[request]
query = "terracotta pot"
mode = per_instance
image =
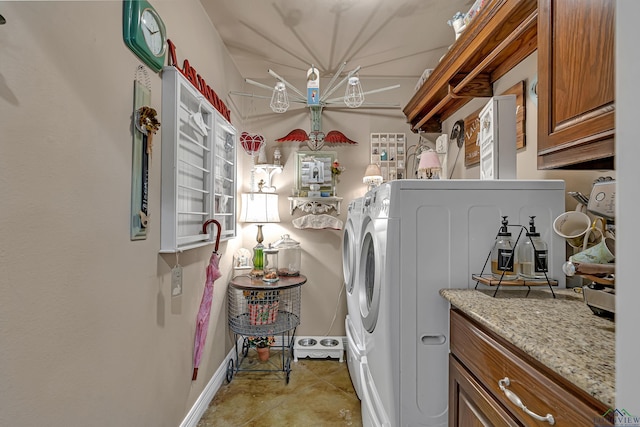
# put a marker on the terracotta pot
(263, 353)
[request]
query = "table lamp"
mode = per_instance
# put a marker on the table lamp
(259, 208)
(372, 176)
(429, 163)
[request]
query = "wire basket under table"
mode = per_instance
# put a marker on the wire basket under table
(262, 312)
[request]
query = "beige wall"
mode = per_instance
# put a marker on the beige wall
(89, 333)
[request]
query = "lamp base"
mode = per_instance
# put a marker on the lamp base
(258, 257)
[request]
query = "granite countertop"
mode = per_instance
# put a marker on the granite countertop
(561, 333)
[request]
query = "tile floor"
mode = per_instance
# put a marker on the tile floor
(319, 393)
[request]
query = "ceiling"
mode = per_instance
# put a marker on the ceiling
(387, 38)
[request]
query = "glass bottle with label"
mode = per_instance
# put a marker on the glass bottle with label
(532, 254)
(504, 263)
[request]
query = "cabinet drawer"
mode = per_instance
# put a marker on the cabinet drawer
(491, 359)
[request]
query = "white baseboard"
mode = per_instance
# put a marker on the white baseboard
(202, 403)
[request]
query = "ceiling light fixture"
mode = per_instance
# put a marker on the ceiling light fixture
(316, 101)
(353, 96)
(279, 98)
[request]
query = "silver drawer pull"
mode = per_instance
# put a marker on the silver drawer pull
(504, 383)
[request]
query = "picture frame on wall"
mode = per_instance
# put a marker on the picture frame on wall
(314, 167)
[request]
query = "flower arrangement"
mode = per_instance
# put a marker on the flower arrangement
(261, 342)
(336, 169)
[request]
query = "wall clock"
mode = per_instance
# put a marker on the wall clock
(144, 32)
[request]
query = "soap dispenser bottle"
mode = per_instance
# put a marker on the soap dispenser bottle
(532, 254)
(504, 264)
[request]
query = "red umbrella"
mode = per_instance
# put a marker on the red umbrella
(202, 322)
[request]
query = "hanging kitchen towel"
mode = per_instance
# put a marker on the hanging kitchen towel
(318, 222)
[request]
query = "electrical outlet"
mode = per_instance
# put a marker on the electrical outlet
(442, 143)
(176, 281)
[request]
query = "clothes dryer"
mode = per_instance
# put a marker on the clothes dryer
(420, 236)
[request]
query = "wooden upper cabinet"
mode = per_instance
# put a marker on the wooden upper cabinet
(576, 91)
(496, 40)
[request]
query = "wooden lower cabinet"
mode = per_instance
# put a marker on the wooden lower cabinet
(470, 404)
(480, 362)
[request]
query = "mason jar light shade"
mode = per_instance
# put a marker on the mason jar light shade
(353, 96)
(279, 98)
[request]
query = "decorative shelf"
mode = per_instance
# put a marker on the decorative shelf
(315, 205)
(492, 281)
(502, 34)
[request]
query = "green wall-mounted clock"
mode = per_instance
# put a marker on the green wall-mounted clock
(144, 32)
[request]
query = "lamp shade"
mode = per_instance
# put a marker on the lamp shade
(259, 208)
(372, 173)
(429, 161)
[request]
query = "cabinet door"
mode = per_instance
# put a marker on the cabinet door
(470, 405)
(576, 89)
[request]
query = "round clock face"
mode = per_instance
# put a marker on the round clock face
(153, 33)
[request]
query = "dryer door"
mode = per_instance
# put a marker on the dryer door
(370, 267)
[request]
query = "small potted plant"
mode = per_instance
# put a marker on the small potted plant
(262, 345)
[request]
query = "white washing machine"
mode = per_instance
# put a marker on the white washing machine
(420, 236)
(353, 323)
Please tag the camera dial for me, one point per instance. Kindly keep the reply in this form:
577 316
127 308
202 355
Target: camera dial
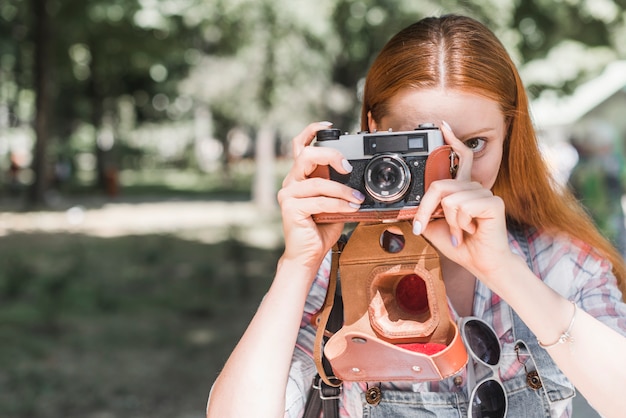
387 178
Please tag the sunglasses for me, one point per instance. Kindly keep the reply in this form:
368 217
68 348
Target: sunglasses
488 397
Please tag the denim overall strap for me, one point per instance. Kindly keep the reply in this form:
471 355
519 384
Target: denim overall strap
554 383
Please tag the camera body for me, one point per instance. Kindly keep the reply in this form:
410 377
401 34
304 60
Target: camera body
388 167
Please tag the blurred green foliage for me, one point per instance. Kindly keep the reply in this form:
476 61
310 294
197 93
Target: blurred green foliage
157 83
120 327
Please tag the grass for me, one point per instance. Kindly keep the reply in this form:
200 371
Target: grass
136 326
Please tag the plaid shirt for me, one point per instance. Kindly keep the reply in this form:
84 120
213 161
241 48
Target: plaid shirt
568 266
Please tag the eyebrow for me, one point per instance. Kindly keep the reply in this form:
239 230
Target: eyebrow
476 133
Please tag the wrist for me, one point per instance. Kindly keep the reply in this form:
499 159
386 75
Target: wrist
296 268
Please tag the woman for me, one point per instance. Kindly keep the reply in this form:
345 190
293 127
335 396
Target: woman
454 72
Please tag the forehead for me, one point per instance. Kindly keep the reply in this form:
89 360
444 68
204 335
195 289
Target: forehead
464 111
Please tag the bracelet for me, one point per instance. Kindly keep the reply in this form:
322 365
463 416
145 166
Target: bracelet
566 336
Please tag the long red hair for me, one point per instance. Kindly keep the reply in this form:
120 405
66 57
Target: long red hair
457 52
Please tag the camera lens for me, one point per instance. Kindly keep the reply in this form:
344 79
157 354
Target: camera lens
387 178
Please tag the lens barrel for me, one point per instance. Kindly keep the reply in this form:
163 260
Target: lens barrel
387 178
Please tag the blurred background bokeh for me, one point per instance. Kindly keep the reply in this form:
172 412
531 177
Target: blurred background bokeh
141 146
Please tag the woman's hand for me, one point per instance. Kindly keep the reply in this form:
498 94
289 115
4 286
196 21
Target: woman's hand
302 196
473 231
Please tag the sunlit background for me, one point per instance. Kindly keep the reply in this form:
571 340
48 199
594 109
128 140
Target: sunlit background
141 146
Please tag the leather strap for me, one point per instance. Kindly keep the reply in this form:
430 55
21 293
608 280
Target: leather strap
326 389
322 321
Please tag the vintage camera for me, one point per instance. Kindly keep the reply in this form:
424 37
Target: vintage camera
389 167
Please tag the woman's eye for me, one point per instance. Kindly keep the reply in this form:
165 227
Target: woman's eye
476 144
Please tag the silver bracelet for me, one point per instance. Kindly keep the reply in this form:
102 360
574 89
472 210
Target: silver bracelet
566 337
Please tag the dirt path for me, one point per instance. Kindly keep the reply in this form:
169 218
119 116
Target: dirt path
206 221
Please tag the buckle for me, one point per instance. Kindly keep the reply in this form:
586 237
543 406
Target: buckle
326 391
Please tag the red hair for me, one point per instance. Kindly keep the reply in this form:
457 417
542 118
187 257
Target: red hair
457 52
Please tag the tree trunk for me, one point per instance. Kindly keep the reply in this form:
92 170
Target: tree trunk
41 73
264 188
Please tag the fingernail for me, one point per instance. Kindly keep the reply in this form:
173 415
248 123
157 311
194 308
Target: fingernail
358 195
417 228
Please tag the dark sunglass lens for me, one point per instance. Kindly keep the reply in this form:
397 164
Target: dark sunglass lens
489 400
483 342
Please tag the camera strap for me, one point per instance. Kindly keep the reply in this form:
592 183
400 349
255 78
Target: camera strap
325 388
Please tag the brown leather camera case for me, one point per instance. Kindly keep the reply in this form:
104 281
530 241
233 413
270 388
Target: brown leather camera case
371 346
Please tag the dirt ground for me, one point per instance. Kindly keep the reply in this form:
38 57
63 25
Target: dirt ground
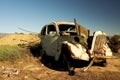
31 68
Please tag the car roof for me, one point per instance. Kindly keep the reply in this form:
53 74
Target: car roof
58 23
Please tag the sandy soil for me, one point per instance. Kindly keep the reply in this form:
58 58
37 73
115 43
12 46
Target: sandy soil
31 68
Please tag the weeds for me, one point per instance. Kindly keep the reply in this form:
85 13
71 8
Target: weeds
9 53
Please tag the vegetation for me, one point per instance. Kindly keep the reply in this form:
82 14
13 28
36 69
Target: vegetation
9 53
115 43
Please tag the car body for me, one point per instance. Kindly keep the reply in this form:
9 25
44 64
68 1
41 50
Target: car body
54 34
70 41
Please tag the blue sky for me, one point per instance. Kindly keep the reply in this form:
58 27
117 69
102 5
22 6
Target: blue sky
32 15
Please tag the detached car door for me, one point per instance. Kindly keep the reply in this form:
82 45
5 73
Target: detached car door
49 41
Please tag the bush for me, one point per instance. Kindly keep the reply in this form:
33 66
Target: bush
9 53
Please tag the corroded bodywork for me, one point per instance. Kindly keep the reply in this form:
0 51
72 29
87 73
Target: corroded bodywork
70 41
54 34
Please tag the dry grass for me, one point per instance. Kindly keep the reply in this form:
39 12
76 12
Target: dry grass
9 53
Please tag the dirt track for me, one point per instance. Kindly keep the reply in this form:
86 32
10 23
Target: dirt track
31 68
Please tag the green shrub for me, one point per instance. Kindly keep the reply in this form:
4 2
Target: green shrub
9 53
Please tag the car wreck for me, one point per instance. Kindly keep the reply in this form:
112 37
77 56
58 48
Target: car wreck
69 41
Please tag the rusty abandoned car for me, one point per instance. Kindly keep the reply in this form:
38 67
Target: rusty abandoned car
69 41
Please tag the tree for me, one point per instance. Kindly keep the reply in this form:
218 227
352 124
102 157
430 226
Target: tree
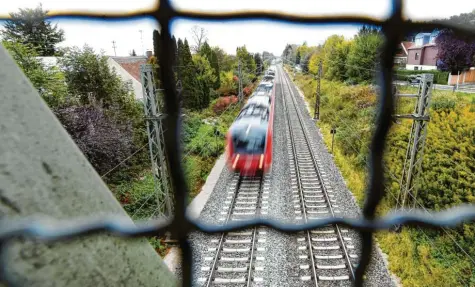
248 66
314 61
305 63
200 36
297 58
259 64
215 65
226 62
186 74
49 81
91 81
204 80
155 62
30 27
104 140
363 56
212 58
455 53
335 58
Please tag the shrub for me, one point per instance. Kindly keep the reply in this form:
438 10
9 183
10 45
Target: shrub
104 141
247 91
440 77
222 103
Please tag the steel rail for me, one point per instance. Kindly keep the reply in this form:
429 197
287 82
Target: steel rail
294 150
223 235
221 240
254 233
320 178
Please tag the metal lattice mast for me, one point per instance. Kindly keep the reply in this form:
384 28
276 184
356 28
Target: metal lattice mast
417 139
156 142
316 115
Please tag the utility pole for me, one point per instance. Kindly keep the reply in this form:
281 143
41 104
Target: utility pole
114 46
417 138
154 119
316 115
240 96
141 41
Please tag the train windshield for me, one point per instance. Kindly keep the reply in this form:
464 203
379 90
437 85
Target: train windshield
250 143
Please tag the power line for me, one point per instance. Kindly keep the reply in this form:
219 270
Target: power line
114 46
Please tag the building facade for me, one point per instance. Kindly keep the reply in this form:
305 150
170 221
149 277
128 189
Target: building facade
423 54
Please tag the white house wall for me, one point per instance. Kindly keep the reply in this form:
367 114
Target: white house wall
126 77
420 67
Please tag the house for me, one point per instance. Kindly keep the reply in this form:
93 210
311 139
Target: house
423 54
401 54
128 69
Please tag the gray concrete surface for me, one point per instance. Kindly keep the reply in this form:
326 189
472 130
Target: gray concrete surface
43 173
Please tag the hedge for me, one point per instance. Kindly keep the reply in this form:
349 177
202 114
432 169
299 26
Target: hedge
440 77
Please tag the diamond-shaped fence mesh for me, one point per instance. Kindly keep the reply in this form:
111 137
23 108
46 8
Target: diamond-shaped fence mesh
180 226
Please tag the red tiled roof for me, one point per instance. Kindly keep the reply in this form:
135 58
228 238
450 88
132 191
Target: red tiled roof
131 64
407 44
420 47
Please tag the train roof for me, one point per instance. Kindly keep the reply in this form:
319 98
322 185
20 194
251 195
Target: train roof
250 126
259 100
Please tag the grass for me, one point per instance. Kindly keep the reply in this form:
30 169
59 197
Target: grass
418 257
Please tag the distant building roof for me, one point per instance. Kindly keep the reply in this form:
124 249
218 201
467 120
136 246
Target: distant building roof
49 61
420 47
131 64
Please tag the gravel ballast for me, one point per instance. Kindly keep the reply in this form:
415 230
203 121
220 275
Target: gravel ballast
281 264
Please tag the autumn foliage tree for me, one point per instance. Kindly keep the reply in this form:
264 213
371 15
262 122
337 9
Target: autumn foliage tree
455 53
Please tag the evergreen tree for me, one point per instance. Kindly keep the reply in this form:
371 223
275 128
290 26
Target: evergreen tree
215 65
30 27
186 72
212 58
206 51
204 79
259 64
49 81
175 53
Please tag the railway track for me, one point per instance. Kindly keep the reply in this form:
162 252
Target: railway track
326 256
237 258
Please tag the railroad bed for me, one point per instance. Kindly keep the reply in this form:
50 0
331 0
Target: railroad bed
236 257
326 256
291 192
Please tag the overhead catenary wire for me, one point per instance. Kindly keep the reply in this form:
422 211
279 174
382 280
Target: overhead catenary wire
414 198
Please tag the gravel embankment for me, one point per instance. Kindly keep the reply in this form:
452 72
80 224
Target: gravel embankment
377 273
281 264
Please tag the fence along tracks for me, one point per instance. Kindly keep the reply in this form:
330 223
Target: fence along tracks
326 255
237 258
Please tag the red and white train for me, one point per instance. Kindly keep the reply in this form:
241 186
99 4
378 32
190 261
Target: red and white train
249 139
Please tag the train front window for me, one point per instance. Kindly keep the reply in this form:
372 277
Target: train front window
250 143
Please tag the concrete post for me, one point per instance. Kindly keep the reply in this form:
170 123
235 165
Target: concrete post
43 173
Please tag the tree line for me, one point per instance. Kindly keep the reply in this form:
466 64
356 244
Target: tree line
353 61
96 107
209 72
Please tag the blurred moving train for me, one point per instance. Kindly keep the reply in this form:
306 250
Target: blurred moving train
249 139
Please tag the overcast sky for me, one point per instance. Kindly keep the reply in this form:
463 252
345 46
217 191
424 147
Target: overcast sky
257 35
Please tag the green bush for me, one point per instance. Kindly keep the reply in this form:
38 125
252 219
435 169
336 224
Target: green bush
440 77
448 176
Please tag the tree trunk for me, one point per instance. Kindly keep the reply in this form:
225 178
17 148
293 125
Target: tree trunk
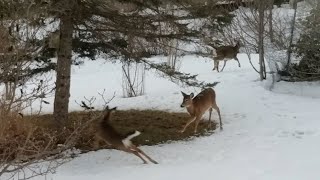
270 18
63 69
261 9
289 51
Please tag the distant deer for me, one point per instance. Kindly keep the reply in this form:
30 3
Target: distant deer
110 136
226 53
197 106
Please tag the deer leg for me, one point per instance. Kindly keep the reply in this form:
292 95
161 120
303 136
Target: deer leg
188 123
215 106
96 143
215 65
224 64
238 61
210 112
137 154
197 123
132 150
145 155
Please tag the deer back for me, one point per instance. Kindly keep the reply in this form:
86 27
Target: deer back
203 101
107 132
228 51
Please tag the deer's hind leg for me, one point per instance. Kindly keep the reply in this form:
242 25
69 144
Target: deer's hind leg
215 106
237 61
188 123
139 151
210 112
224 64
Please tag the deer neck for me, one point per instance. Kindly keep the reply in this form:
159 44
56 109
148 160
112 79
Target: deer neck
191 109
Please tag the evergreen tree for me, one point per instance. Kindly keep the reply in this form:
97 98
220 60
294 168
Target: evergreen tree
308 48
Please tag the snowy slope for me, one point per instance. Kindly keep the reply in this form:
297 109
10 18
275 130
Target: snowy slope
267 135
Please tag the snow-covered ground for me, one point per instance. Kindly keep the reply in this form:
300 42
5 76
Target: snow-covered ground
267 134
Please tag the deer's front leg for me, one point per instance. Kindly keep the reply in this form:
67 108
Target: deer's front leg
188 123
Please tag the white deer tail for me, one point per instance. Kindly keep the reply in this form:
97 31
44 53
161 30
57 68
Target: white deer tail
127 141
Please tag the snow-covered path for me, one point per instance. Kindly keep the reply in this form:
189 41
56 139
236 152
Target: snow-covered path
266 135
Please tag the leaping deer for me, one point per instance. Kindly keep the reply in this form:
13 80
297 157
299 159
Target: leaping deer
110 136
226 53
197 106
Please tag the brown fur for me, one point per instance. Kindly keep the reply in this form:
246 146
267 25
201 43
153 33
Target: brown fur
109 135
198 105
226 53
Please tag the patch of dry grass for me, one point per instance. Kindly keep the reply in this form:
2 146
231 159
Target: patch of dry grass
156 127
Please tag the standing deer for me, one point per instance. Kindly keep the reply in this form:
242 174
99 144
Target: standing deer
197 106
110 136
226 53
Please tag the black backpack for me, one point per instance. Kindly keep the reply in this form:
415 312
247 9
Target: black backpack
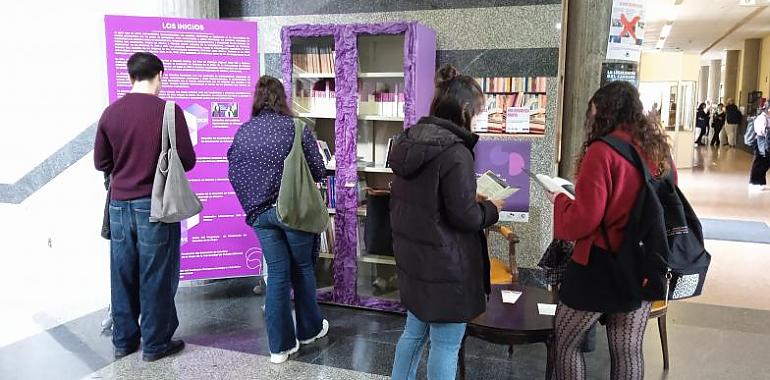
663 241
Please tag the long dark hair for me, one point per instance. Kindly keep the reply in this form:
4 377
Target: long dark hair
269 95
458 97
618 106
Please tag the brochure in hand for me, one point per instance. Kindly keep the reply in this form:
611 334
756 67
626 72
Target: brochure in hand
493 187
553 184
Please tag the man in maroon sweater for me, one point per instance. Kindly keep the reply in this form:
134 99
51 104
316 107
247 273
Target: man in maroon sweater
144 256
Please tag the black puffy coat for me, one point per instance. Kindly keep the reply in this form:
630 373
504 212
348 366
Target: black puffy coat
441 253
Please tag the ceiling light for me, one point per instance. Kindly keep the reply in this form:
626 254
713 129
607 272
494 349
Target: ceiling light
673 13
665 31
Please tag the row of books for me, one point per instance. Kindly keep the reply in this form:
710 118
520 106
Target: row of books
513 84
382 104
329 192
502 102
322 103
327 238
314 59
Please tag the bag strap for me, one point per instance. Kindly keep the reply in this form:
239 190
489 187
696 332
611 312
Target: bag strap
169 124
299 130
628 152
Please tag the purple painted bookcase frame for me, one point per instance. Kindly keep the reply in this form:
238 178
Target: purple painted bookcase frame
419 69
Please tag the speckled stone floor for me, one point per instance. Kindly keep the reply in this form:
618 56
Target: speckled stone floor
223 326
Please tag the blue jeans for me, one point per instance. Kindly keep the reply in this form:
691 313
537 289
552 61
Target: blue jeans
144 268
445 341
289 255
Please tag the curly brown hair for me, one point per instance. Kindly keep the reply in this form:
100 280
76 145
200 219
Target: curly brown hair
269 95
618 106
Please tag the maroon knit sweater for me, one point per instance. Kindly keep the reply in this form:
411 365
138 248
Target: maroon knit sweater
128 144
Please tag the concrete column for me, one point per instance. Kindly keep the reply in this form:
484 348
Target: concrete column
731 74
715 79
189 8
587 28
703 84
750 70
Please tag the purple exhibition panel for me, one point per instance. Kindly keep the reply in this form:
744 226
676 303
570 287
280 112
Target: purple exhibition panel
507 159
211 69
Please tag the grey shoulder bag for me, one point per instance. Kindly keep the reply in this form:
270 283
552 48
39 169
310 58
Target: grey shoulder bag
172 197
300 204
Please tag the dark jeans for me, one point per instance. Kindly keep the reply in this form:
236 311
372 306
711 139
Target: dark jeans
715 140
759 168
144 264
289 255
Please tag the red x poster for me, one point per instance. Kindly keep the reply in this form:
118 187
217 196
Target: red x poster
626 30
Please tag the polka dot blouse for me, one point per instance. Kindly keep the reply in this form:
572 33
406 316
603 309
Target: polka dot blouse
256 160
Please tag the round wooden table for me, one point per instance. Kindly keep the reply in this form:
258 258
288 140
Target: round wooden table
513 324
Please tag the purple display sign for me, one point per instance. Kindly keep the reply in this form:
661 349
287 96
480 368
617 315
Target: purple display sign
507 159
211 67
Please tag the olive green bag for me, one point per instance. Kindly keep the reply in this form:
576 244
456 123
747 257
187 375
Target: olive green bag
300 204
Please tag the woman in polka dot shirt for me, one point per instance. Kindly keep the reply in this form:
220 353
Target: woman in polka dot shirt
256 166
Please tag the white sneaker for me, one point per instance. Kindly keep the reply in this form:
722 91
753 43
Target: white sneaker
283 356
324 331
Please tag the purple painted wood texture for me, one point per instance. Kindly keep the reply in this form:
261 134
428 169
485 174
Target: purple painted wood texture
419 68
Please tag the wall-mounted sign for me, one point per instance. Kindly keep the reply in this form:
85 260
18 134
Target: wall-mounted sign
613 71
626 30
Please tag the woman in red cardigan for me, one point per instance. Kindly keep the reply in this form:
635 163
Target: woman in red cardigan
606 188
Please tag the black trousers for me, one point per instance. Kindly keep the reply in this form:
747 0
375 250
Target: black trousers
717 131
759 168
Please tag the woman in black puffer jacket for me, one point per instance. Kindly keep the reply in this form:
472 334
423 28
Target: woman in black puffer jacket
437 221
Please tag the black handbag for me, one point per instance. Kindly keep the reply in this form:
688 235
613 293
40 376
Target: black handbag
555 259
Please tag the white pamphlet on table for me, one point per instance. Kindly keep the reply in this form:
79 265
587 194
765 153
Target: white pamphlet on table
546 309
510 296
494 187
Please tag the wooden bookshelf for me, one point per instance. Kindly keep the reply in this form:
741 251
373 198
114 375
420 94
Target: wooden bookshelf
487 134
313 75
381 118
381 87
377 259
311 115
381 75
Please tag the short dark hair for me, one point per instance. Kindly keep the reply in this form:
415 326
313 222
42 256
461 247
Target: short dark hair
458 97
144 66
269 94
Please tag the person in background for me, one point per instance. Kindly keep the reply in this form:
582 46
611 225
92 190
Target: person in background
718 121
144 256
733 118
701 122
606 188
761 163
438 222
256 166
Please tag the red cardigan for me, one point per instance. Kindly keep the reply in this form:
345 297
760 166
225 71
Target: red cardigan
606 189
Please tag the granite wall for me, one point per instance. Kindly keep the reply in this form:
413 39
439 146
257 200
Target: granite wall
481 38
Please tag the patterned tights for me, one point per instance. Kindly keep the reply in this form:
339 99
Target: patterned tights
625 334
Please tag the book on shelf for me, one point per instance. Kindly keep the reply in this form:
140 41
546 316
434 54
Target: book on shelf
553 184
493 187
313 59
498 107
328 191
387 155
513 84
319 99
326 153
381 99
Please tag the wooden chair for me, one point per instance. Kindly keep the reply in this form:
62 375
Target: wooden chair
500 272
659 309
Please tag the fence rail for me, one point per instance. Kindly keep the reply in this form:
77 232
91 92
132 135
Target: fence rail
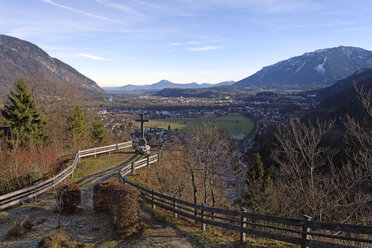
303 232
33 191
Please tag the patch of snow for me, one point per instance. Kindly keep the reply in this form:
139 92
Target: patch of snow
320 68
299 68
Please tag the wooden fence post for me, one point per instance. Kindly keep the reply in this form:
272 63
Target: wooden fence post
152 199
243 219
54 184
175 214
305 230
203 226
133 169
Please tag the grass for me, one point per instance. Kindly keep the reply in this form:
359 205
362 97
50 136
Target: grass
91 165
212 237
232 124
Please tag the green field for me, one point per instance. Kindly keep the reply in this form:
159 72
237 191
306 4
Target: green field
232 124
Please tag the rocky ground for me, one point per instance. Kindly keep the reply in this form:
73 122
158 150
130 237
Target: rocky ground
86 226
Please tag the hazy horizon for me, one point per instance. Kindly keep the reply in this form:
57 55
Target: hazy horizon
207 41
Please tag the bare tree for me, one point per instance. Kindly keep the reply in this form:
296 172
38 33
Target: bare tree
302 160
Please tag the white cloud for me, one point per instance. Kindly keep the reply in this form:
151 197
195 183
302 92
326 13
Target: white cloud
124 8
204 48
185 43
79 11
93 57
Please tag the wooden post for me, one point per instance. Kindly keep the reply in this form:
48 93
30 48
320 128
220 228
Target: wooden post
203 226
305 230
175 214
243 219
54 184
152 199
133 169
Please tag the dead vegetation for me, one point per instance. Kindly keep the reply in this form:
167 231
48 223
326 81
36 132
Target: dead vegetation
69 196
59 238
122 203
20 228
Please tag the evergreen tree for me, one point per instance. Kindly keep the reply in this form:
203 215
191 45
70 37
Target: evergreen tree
99 134
76 125
24 123
259 195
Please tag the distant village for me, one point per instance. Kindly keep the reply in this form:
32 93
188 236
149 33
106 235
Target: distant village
263 110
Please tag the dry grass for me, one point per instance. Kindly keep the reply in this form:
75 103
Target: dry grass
101 193
123 207
69 197
58 238
20 228
20 168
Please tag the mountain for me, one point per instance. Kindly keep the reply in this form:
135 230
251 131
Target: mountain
163 84
341 99
311 70
19 58
360 76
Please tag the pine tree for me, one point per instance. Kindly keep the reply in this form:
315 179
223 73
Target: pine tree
76 125
99 134
25 124
259 195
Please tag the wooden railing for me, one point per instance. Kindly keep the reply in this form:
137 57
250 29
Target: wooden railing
304 232
33 191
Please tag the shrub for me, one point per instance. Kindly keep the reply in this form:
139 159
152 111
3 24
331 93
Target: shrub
69 196
123 207
100 195
20 228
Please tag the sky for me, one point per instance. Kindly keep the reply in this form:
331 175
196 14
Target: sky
119 42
________________________
** Problem **
The lines to reproduce run from the one that contains "Please tag the pine" through the last line above; copy them exactly.

** The answer **
Please tag the pine tree for me, one point per instance. Kindly keep the reply in this form:
315 179
223 73
Target: pine tree
76 125
99 134
25 124
259 195
Please tag the wooden railing for me, one point per instance. Kindly keep the reply in this form:
137 57
250 29
Target: wooden railing
304 232
33 191
Please tag the shrub for me, one point per instance. Kindly keep the reply in this form:
139 159
152 111
3 24
331 93
Target: shrub
69 196
123 207
100 195
20 228
Please tag the sky for me, one point per instance. Kindly keep the reply in this form:
331 175
196 14
Target: sky
119 42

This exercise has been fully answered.